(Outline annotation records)

<<<<

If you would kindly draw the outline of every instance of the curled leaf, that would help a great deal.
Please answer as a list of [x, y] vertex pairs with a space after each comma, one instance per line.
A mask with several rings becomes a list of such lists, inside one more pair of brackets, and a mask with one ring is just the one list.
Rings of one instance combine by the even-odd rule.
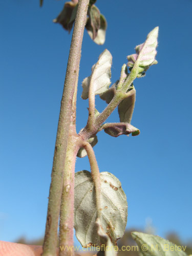
[[59, 23], [65, 29], [70, 32], [75, 19], [77, 6], [78, 5], [76, 2], [67, 2], [65, 4], [62, 11], [56, 18], [53, 19], [53, 22]]
[[[124, 232], [127, 216], [126, 196], [113, 174], [100, 173], [101, 217], [102, 229], [113, 245]], [[99, 246], [95, 222], [97, 218], [95, 187], [91, 173], [75, 175], [74, 223], [76, 235], [82, 246]]]
[[119, 80], [117, 80], [107, 91], [99, 95], [100, 98], [105, 100], [108, 104], [110, 103], [114, 97], [115, 92], [118, 82]]
[[[91, 145], [92, 145], [92, 146], [93, 147], [94, 146], [95, 146], [95, 145], [98, 142], [98, 139], [97, 139], [97, 135], [95, 135], [94, 137], [93, 137], [92, 138], [90, 138], [90, 139], [89, 139], [88, 140], [88, 142], [89, 142], [91, 144]], [[87, 155], [87, 151], [84, 148], [84, 147], [80, 147], [79, 148], [78, 153], [77, 153], [77, 156], [78, 157], [80, 157], [80, 158], [82, 158], [83, 157], [84, 157]]]
[[90, 0], [89, 2], [89, 6], [91, 7], [92, 5], [94, 5], [95, 4], [97, 0]]
[[[97, 219], [95, 224], [97, 227], [97, 233], [100, 237], [100, 244], [104, 245], [101, 247], [103, 250], [100, 250], [97, 255], [98, 256], [116, 256], [117, 251], [118, 251], [118, 246], [114, 246], [109, 236], [103, 230], [100, 219]], [[106, 248], [105, 250], [104, 248]]]
[[128, 123], [106, 123], [103, 125], [104, 132], [113, 137], [118, 137], [124, 134], [129, 135], [131, 133], [133, 136], [139, 135], [140, 131]]
[[155, 56], [158, 31], [159, 27], [156, 27], [148, 34], [144, 42], [136, 46], [136, 53], [127, 56], [127, 66], [130, 67], [130, 70], [137, 63], [137, 77], [144, 75], [150, 67], [157, 63]]
[[[98, 24], [98, 13], [97, 15], [97, 24]], [[100, 14], [99, 24], [99, 27], [98, 26], [93, 26], [91, 18], [89, 17], [87, 20], [86, 28], [89, 36], [96, 44], [97, 45], [103, 45], [105, 40], [107, 23], [105, 18], [101, 14]]]
[[132, 232], [132, 236], [138, 244], [141, 256], [186, 256], [182, 250], [186, 246], [178, 246], [168, 240], [140, 232]]
[[121, 122], [131, 123], [135, 107], [136, 92], [135, 87], [133, 86], [132, 88], [133, 88], [131, 89], [132, 93], [128, 98], [123, 99], [119, 104], [118, 107], [120, 121]]
[[111, 68], [112, 56], [106, 49], [100, 55], [97, 62], [92, 68], [92, 74], [86, 77], [82, 83], [83, 91], [81, 97], [86, 99], [89, 97], [90, 88], [92, 89], [92, 93], [100, 94], [108, 90], [111, 83]]

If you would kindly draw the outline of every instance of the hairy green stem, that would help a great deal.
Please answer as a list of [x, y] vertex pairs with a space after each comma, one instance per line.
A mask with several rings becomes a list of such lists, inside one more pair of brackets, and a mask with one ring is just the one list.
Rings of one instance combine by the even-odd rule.
[[58, 124], [42, 256], [55, 256], [64, 167], [89, 0], [79, 0], [71, 41]]
[[99, 218], [101, 214], [101, 183], [100, 181], [99, 169], [95, 156], [94, 151], [92, 146], [89, 142], [84, 142], [82, 145], [87, 151], [90, 163], [91, 175], [95, 186], [96, 207], [98, 214], [97, 218]]
[[95, 95], [93, 89], [94, 82], [91, 78], [90, 87], [89, 91], [89, 117], [87, 126], [91, 130], [95, 120]]
[[[67, 151], [60, 211], [59, 248], [73, 248], [74, 175], [77, 153], [82, 144], [79, 136], [70, 136]], [[59, 256], [73, 256], [73, 250], [59, 250]]]

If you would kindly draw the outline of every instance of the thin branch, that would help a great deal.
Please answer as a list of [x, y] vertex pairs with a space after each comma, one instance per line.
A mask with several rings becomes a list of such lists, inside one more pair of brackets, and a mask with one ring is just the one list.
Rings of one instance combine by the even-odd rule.
[[42, 256], [55, 256], [64, 166], [89, 0], [79, 0], [69, 53], [55, 143]]
[[89, 160], [90, 163], [91, 175], [95, 186], [95, 193], [96, 197], [96, 206], [97, 210], [97, 218], [101, 215], [101, 183], [100, 181], [99, 169], [97, 160], [95, 156], [93, 147], [89, 142], [84, 142], [82, 146], [85, 148], [88, 154]]
[[87, 126], [91, 130], [95, 120], [95, 95], [93, 87], [94, 83], [90, 80], [90, 86], [89, 90], [89, 117]]

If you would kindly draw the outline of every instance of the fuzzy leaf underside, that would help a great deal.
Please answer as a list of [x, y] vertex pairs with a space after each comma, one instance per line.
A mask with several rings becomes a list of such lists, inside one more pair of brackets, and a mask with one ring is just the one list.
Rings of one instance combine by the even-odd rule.
[[131, 119], [134, 110], [136, 90], [134, 87], [132, 90], [134, 93], [128, 98], [123, 99], [118, 107], [120, 122], [131, 123]]
[[[98, 256], [116, 256], [117, 255], [117, 251], [115, 250], [114, 245], [113, 245], [111, 242], [110, 237], [104, 231], [101, 226], [100, 219], [97, 219], [95, 223], [97, 227], [97, 233], [100, 238], [101, 244], [104, 244], [105, 245], [105, 248], [109, 248], [105, 251], [100, 250], [97, 253], [97, 255]], [[106, 247], [106, 246], [108, 246], [108, 247]]]
[[[113, 244], [124, 232], [127, 216], [126, 196], [119, 180], [108, 172], [100, 173], [101, 224]], [[82, 246], [100, 245], [95, 222], [97, 218], [95, 188], [91, 173], [75, 176], [74, 223], [76, 237]]]
[[86, 77], [82, 81], [81, 98], [83, 99], [88, 98], [91, 87], [92, 88], [92, 93], [95, 95], [103, 93], [108, 90], [111, 84], [112, 63], [112, 55], [105, 49], [100, 55], [97, 62], [92, 67], [91, 75]]
[[105, 133], [112, 137], [118, 137], [120, 135], [129, 135], [132, 134], [133, 136], [139, 135], [139, 130], [128, 123], [112, 123], [106, 124], [108, 127], [104, 129]]
[[130, 67], [130, 70], [134, 67], [136, 63], [138, 65], [137, 77], [144, 75], [145, 71], [152, 65], [157, 64], [155, 59], [157, 54], [156, 47], [157, 46], [157, 37], [159, 27], [156, 27], [148, 34], [146, 41], [136, 46], [136, 53], [127, 56], [127, 66]]
[[[91, 144], [92, 147], [95, 146], [95, 145], [98, 142], [97, 135], [95, 135], [94, 137], [90, 138], [90, 139], [88, 140], [88, 142], [89, 142]], [[77, 156], [78, 157], [82, 158], [83, 157], [84, 157], [87, 155], [87, 151], [84, 148], [84, 147], [80, 147], [77, 153]]]
[[[141, 256], [186, 256], [179, 247], [157, 236], [133, 232], [132, 236], [138, 244]], [[144, 247], [142, 247], [142, 245]], [[173, 249], [170, 249], [170, 246]], [[178, 248], [179, 248], [179, 249]], [[144, 250], [147, 248], [147, 250]], [[169, 249], [168, 249], [169, 248]], [[176, 248], [174, 250], [174, 248]]]
[[105, 40], [106, 30], [107, 23], [104, 16], [100, 14], [100, 26], [95, 35], [93, 26], [91, 25], [90, 18], [88, 18], [86, 24], [86, 28], [88, 31], [91, 38], [97, 45], [103, 45]]
[[63, 9], [56, 18], [53, 19], [54, 23], [59, 23], [70, 32], [73, 27], [77, 11], [78, 5], [73, 2], [65, 3]]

>>>>

- **What needs to be done**
Copy out the data word for word, starting at its beginning and ending at the line that contains "67], [157, 63]]", with both of those included. Omit the pictures.

- **Response**
If you would kindly draw the outline of every instance of the curled leaf, that would help a great deal.
Please answer as a list of [x, y] vertex pairs with a space after each comma, one instance per line.
A mask with several rings becomes a list of such lists, inside one more pair of brackets, and a mask with one ring is just the one list.
Rings of one instance combine by the even-odd rule.
[[59, 23], [65, 29], [70, 32], [75, 19], [77, 6], [78, 5], [76, 2], [67, 2], [65, 4], [62, 11], [56, 18], [53, 19], [53, 22]]
[[[124, 232], [127, 216], [126, 196], [113, 174], [100, 173], [101, 217], [102, 229], [113, 245]], [[99, 246], [95, 222], [97, 218], [95, 187], [91, 173], [75, 175], [74, 223], [76, 235], [82, 246]]]
[[119, 80], [117, 80], [107, 91], [99, 95], [100, 98], [105, 100], [108, 104], [110, 103], [114, 97], [115, 92], [118, 82]]
[[[91, 145], [92, 145], [92, 146], [93, 147], [94, 146], [95, 146], [95, 145], [98, 142], [98, 139], [97, 139], [97, 135], [95, 135], [94, 137], [93, 137], [92, 138], [90, 138], [90, 139], [89, 139], [88, 140], [88, 142], [89, 142], [91, 144]], [[87, 155], [87, 151], [84, 148], [84, 147], [80, 147], [79, 148], [78, 153], [77, 153], [77, 156], [78, 157], [80, 157], [80, 158], [82, 158], [83, 157], [84, 157]]]
[[90, 0], [89, 2], [89, 6], [91, 7], [92, 5], [94, 5], [95, 4], [97, 0]]
[[[97, 219], [95, 224], [97, 227], [97, 233], [100, 237], [100, 244], [104, 245], [101, 247], [103, 250], [100, 250], [97, 255], [98, 256], [116, 256], [117, 251], [118, 251], [118, 246], [114, 246], [109, 236], [103, 230], [100, 219]], [[106, 248], [105, 250], [104, 248]]]
[[128, 123], [106, 123], [103, 125], [104, 132], [113, 137], [118, 137], [124, 134], [129, 135], [131, 133], [133, 136], [139, 135], [140, 131]]
[[155, 56], [158, 31], [159, 27], [156, 27], [148, 34], [144, 42], [136, 46], [136, 53], [127, 56], [127, 66], [130, 67], [130, 70], [137, 63], [137, 77], [144, 75], [150, 67], [157, 63]]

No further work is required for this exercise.